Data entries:
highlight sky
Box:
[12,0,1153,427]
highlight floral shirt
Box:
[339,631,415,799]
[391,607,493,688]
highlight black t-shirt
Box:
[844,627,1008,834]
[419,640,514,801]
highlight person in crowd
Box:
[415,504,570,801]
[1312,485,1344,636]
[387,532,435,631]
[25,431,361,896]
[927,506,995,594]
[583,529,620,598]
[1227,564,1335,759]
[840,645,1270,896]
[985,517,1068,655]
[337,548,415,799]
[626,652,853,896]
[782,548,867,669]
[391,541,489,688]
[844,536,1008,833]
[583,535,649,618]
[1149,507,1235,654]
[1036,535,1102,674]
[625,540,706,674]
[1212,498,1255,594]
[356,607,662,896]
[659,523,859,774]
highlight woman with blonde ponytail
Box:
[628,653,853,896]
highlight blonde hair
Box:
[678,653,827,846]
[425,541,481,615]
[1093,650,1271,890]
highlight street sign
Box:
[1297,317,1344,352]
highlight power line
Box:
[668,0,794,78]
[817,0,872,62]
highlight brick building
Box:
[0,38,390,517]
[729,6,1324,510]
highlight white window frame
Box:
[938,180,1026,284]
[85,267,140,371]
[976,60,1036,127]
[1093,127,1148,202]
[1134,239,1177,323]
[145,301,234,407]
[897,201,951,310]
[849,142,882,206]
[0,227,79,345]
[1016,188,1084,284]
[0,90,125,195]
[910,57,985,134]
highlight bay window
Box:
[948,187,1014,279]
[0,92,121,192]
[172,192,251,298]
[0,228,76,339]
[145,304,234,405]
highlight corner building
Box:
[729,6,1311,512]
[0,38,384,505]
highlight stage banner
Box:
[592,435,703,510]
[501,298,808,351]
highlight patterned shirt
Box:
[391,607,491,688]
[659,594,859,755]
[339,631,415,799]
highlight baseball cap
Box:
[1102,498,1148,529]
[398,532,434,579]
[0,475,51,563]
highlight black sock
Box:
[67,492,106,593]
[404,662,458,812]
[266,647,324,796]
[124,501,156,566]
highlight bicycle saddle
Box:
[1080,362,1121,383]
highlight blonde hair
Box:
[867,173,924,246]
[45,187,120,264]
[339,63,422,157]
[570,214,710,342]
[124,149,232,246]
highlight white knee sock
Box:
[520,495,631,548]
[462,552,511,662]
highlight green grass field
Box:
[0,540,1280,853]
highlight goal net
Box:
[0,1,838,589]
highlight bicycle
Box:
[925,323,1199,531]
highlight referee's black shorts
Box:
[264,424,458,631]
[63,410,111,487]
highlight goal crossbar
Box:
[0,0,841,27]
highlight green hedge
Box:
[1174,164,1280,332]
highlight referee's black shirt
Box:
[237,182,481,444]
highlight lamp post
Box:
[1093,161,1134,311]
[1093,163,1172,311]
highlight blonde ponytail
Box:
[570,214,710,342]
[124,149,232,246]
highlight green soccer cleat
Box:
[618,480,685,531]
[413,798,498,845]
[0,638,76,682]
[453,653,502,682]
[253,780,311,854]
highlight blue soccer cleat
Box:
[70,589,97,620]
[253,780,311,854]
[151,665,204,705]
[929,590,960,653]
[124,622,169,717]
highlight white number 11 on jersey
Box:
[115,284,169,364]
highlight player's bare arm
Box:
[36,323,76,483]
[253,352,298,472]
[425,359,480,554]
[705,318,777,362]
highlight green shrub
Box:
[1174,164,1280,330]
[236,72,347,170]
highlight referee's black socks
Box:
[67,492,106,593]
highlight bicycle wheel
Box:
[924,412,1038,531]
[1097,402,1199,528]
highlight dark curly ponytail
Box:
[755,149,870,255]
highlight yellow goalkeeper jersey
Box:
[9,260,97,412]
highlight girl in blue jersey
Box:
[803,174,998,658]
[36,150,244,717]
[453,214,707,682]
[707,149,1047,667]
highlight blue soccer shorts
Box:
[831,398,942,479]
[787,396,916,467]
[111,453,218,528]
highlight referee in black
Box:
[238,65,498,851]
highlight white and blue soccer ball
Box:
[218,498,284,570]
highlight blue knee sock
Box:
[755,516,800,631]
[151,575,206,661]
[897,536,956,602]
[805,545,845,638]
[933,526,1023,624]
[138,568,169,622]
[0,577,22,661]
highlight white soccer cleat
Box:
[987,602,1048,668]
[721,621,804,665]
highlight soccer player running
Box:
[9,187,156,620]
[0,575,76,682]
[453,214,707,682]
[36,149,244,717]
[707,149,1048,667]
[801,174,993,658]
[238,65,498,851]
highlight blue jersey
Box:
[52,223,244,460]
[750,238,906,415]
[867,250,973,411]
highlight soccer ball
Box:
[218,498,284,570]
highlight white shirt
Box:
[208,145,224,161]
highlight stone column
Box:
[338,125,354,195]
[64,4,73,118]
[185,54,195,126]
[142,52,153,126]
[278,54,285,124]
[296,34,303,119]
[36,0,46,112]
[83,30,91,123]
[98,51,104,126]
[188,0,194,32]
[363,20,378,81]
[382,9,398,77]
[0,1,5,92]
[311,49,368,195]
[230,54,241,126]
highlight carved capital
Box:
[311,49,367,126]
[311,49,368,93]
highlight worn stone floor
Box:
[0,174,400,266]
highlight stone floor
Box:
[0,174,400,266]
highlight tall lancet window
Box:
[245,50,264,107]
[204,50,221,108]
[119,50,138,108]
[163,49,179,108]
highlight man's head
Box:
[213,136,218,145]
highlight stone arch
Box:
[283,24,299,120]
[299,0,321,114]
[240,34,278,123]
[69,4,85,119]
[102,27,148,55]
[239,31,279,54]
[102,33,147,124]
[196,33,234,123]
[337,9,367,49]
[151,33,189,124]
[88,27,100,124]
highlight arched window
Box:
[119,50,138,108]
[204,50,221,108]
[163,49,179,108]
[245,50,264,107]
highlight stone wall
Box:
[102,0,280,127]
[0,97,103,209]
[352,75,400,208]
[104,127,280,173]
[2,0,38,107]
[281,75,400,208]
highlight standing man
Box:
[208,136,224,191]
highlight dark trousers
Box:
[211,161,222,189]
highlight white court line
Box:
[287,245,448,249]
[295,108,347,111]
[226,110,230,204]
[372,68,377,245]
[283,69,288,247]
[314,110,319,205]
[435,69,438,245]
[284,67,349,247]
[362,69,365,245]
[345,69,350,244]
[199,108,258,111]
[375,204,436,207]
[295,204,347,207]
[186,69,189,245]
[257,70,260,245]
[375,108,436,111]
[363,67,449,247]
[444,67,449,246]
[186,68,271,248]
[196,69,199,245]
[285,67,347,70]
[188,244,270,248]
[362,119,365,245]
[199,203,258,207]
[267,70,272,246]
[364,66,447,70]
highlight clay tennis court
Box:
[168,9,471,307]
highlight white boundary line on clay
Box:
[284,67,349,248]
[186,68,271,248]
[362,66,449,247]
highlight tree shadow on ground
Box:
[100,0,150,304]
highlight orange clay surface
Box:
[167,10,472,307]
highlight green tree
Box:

(Description of the task):
Copy the data lines exactly, beginning with the line that contains "highlight white boundary line on clay" and continuing through the final line of the data.

(Task response):
highlight white boundary line on clay
Box:
[284,67,349,248]
[186,68,271,248]
[362,66,449,247]
highlight tree shadow on ground
Box:
[100,0,150,304]
highlight orange clay surface
Box:
[167,10,472,307]
highlight green tree
Box:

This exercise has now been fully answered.